### Stated exercise a
From the listing, output the lines between the one holding "tag=sack tied with rope | get_box" and the one holding "[575,176,662,348]", inclusive, as a JSON list of strings with one string per line and blank lines omitted.

### Extracted text

## Start

[-empyre-] Reply to Anna's questions...

Yvonne Martinsson yvonne at freewheelin.nu
Fri Oct 23 20:55:11 EST 2009


Hi Anna et al,

Since Barthes is a pet subject of mine, I'd like to chime in here  
with a few thoughts about the prosumer I wrote about in my blog the  
other day. It's a blog post and not necessarily well thought through.

The prosumer is at once a consumer of internet content - for  
instance, in consuming videos at YouTube - and a producer of content  
- for instance, by uploading content to YouTube. Prosumers are no  
longer passive recipients of information but users who interact with  
data and social media. Still, they are users who produce user- 
generated content. Produsers, maybe, but still users.

Many see the prosumer as harking back to Barthes, the death of the  
author and the birth of the reader as a producer of texts rather than  
as the passive recipient of the voice of the master/the author. In  
Barthes, the text is the interface where we as readers interact with  
a given text which today translates into internet terms as user  
interface, interactivity and user-generated content. The great  
difference is of course that reading takes place on the inside, it's  
invisible, user-generated content is visible and need not include  
reading. In fact, the internet obsession with immediacy and  
instantaneity may make the prosumer forget all about reading,  
reflection and interpretation to the benefit of instant action. As  
such, the prosumer is a naive produser and a sitting duck for product  
developers and theme designers, the real authors of the internet of  
which the user is a product.

Another difference is that there in Barthes is an ongoing engagement  
and wrestling with language and a desire to the escape the doxa  
(ideology), both of which find their expression in his fragmentary  
writing. Form is in other words definitely part of the content of  
language in Barthes. On the internet, language is not just a question  
of 'natural' language but of the programming language and the way its  
implemented at the interface, and we need to engage and wrestle with  
that language, or else we are produsers, not (co-)producers of the text.

## End

### Material provided
## Start

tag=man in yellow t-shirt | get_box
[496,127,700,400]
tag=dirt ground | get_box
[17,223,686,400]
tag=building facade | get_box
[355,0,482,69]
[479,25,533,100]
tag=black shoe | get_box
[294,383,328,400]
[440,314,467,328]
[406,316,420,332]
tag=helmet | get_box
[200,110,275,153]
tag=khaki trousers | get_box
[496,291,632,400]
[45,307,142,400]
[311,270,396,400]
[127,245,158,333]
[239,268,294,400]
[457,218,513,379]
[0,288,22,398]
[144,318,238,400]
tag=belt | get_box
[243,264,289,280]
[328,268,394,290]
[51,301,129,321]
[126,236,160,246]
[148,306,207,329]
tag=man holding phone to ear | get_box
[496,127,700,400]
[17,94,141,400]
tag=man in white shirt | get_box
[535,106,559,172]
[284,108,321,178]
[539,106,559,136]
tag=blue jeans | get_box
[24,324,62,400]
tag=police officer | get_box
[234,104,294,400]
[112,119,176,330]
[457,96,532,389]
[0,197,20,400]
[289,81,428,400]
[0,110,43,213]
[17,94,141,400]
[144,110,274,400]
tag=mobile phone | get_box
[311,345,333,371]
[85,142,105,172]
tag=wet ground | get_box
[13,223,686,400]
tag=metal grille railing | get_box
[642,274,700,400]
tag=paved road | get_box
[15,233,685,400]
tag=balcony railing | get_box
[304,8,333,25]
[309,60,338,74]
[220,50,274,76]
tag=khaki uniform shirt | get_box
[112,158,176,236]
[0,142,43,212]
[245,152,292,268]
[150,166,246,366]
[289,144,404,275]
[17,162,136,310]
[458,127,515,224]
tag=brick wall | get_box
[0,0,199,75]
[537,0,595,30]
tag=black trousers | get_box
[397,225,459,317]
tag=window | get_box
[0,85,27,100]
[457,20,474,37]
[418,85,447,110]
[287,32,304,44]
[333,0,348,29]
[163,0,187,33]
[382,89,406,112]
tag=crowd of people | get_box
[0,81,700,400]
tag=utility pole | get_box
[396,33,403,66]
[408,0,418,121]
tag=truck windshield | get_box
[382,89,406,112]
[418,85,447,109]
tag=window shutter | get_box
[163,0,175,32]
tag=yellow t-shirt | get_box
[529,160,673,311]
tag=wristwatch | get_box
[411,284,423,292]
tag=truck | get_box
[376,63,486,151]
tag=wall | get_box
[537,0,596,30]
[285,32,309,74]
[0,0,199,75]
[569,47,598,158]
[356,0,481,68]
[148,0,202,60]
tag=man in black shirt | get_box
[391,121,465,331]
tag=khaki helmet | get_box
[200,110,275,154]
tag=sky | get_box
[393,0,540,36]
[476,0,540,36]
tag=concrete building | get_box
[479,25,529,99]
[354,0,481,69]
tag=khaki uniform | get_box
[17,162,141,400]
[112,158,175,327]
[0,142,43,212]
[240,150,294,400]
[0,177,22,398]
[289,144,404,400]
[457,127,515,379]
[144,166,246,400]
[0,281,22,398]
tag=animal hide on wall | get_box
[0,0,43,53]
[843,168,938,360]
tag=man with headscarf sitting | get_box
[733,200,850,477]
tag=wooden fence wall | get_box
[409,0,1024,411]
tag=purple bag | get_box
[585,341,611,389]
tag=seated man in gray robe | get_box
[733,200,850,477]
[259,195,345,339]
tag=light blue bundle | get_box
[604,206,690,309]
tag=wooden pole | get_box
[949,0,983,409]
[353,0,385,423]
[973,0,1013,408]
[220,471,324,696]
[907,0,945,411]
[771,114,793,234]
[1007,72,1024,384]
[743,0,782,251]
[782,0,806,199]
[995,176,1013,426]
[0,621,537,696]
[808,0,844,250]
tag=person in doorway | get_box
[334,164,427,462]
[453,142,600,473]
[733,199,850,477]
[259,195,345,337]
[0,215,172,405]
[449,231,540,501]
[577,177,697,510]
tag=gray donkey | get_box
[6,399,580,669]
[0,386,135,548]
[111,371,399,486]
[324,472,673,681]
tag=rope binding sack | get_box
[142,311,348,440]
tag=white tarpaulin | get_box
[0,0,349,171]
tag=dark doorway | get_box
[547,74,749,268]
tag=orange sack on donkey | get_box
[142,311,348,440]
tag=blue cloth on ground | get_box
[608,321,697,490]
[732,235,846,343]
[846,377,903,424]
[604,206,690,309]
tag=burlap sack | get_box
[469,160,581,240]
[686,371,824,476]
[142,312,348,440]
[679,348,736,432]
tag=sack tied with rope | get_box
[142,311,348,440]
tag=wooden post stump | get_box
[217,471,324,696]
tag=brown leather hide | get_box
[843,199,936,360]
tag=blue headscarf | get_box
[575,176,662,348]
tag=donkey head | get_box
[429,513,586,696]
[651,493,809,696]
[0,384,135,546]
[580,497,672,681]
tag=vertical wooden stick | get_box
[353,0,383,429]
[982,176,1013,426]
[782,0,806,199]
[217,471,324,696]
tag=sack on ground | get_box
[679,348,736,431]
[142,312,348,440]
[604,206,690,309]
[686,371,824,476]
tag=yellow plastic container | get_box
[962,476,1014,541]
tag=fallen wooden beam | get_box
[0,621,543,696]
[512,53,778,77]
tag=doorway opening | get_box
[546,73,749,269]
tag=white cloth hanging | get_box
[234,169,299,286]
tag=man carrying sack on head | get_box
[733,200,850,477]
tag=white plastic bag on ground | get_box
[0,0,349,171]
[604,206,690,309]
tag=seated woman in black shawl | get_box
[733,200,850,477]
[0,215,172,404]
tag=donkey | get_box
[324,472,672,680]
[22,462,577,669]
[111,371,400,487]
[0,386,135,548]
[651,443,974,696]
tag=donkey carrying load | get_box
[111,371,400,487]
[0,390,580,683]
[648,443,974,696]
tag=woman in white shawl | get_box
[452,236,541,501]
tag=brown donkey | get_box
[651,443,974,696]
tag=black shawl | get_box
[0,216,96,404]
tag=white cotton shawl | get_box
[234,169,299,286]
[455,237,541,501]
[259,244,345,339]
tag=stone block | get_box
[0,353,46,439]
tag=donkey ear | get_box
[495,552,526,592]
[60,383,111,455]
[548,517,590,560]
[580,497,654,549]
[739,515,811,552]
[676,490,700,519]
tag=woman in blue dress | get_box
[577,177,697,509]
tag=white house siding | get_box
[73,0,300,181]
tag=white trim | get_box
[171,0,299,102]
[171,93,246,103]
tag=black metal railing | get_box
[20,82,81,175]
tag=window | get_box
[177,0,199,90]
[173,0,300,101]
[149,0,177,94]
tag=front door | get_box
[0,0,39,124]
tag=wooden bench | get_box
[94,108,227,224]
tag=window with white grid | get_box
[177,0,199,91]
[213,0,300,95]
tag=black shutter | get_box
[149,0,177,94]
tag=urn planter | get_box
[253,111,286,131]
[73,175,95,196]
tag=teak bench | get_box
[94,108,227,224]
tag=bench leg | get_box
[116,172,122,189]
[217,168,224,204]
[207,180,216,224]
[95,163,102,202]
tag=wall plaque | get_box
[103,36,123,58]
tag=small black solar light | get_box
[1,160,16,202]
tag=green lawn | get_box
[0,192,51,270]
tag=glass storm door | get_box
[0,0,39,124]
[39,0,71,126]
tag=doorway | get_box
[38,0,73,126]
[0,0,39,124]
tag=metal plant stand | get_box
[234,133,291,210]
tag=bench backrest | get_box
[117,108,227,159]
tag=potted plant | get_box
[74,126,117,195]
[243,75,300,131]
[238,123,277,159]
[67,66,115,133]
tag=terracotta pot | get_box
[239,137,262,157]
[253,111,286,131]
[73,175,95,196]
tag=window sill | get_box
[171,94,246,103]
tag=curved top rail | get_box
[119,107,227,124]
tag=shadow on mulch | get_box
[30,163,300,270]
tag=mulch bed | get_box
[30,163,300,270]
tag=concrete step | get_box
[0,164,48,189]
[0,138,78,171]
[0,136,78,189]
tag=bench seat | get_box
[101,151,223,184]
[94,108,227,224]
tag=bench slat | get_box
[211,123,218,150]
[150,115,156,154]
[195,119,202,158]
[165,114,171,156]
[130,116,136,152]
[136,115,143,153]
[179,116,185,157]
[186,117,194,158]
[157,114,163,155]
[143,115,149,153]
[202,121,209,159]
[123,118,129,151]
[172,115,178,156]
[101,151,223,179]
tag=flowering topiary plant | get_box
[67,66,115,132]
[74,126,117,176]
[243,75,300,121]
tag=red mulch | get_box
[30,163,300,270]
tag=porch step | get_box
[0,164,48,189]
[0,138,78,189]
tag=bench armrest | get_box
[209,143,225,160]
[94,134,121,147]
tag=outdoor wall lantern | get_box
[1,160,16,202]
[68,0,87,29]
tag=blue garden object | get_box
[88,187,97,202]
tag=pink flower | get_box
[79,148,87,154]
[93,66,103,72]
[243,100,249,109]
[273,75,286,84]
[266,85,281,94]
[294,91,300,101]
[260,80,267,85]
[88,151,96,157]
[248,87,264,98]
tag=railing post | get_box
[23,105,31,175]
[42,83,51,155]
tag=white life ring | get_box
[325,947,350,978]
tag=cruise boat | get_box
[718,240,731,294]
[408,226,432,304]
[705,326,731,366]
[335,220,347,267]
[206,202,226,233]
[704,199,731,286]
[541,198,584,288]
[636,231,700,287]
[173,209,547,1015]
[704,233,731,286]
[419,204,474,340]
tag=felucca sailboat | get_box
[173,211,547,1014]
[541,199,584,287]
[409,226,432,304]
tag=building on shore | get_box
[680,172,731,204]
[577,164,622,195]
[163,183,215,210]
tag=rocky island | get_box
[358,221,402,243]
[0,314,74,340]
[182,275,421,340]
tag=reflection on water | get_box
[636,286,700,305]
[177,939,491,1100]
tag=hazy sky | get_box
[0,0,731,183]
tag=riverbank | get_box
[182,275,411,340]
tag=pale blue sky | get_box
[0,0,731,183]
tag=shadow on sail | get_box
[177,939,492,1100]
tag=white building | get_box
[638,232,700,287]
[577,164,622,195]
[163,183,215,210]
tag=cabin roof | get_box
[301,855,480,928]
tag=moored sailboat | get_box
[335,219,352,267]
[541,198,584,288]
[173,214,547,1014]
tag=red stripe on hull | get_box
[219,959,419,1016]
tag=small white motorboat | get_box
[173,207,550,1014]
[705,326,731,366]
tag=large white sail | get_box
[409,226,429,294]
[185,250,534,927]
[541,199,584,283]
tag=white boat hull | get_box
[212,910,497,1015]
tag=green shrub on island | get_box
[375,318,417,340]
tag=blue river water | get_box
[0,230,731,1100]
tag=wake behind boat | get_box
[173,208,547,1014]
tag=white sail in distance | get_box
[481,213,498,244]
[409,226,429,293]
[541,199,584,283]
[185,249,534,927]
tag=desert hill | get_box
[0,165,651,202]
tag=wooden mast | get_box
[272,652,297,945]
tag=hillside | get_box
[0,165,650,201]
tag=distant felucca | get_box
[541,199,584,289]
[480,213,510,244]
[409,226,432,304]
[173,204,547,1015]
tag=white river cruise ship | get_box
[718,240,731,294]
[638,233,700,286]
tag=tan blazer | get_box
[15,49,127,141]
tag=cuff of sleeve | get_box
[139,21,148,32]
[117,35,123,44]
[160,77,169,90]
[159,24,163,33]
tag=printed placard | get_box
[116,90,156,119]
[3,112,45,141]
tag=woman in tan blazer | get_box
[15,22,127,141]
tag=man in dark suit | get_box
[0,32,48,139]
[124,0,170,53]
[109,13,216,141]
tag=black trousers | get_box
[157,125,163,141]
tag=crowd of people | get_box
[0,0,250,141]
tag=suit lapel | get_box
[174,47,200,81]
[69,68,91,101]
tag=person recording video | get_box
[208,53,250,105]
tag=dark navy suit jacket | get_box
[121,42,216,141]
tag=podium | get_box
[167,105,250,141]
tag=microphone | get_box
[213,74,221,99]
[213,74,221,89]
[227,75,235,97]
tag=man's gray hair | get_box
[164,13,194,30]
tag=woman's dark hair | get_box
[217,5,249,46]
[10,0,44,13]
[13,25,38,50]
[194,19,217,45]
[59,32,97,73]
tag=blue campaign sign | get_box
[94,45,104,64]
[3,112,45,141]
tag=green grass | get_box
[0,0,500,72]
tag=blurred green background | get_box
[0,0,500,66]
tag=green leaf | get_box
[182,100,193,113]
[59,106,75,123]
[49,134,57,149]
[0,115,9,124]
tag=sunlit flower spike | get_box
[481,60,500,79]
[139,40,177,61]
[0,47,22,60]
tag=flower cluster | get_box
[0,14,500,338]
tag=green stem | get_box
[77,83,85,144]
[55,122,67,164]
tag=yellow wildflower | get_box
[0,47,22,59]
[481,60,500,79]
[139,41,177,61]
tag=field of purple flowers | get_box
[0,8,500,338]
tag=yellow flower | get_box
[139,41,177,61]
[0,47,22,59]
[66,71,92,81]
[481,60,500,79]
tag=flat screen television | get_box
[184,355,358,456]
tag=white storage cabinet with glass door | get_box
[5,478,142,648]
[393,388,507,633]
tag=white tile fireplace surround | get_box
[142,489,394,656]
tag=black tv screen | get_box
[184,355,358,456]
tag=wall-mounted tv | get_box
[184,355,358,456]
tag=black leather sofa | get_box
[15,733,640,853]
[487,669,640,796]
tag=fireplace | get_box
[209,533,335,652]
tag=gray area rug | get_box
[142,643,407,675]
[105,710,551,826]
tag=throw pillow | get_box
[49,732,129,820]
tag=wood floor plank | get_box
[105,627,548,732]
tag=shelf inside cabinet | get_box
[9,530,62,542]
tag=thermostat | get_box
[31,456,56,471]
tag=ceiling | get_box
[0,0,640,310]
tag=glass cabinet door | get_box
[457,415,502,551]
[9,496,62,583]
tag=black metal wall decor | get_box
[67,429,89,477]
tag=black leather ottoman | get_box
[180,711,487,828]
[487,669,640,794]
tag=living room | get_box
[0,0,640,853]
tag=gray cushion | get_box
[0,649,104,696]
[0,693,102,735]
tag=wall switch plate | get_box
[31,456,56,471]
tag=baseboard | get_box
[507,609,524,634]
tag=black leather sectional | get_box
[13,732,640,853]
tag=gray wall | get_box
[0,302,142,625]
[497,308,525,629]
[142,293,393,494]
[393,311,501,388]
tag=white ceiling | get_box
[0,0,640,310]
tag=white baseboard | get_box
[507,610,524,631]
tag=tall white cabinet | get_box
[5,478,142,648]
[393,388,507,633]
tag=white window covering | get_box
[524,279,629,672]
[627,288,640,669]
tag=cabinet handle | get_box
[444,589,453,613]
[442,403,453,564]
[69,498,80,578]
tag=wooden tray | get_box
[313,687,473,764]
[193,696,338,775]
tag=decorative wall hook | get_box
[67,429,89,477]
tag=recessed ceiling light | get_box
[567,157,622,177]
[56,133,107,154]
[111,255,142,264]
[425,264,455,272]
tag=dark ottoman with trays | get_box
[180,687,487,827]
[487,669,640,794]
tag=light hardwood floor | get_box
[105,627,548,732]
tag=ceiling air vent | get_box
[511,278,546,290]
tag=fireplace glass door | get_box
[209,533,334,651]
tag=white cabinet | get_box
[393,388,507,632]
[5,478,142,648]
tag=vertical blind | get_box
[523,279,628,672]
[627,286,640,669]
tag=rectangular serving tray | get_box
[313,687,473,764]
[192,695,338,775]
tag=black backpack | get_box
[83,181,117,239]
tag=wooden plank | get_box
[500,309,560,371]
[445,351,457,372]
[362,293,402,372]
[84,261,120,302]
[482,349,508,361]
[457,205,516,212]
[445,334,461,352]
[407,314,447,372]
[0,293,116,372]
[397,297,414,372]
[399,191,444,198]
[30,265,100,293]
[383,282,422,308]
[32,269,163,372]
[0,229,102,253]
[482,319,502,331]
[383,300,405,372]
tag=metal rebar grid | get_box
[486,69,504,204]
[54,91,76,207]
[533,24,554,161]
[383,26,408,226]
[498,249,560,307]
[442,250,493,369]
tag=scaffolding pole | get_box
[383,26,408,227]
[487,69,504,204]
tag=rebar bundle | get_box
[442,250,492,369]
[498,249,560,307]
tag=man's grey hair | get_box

## End

### Stated exercise b
Please write the next part of the post about Barthes and the prosumer, picking up after its last sentence.

### Answer a
[
  "tag=sack tied with rope | get_box",
  "[142,311,348,440]",
  "tag=wooden post stump | get_box",
  "[217,471,324,696]",
  "tag=brown leather hide | get_box",
  "[843,199,936,360]",
  "tag=blue headscarf | get_box",
  "[575,176,662,348]"
]

### Answer b
The prosumer as produser, then, is a user and a product of theme  
designers and product developers. True, it is a new kind of consumer  
- a consumer with the right to customize interfaces and to share  
content -  but still a consumer. The author(ing tool) is elsewhere.

See also my post http://freewheelin.nu/blog_etc/networked_redefined/  
for some thoughts on where the author(ing tool) is in networkedbook

Best
Yvonne

22 okt 2009 kl. 06.17 skrev Anna Munster:

> Hi Patrick, Thanks for a very thoughtful reply. One issue that I  
> wanted to raise in relation to the Barthes text I quoted was not so  
> much about whether he should be there genealogically or not but  
> rather what we might have forgotten about him. So, in the below  
> quote what I think is also important but tends to get overlooked  
> when we make him the precedent for the open 'e-text' (in the  
> prosumer context at any rate), is the sense of temporality embedded  
> in his ideas.
>>
>> 'the goal of literary work (of literature as a work) is to make  
>> the reader no longer a consumer but a producer of the text' S/Z,  
>> 1994p.4)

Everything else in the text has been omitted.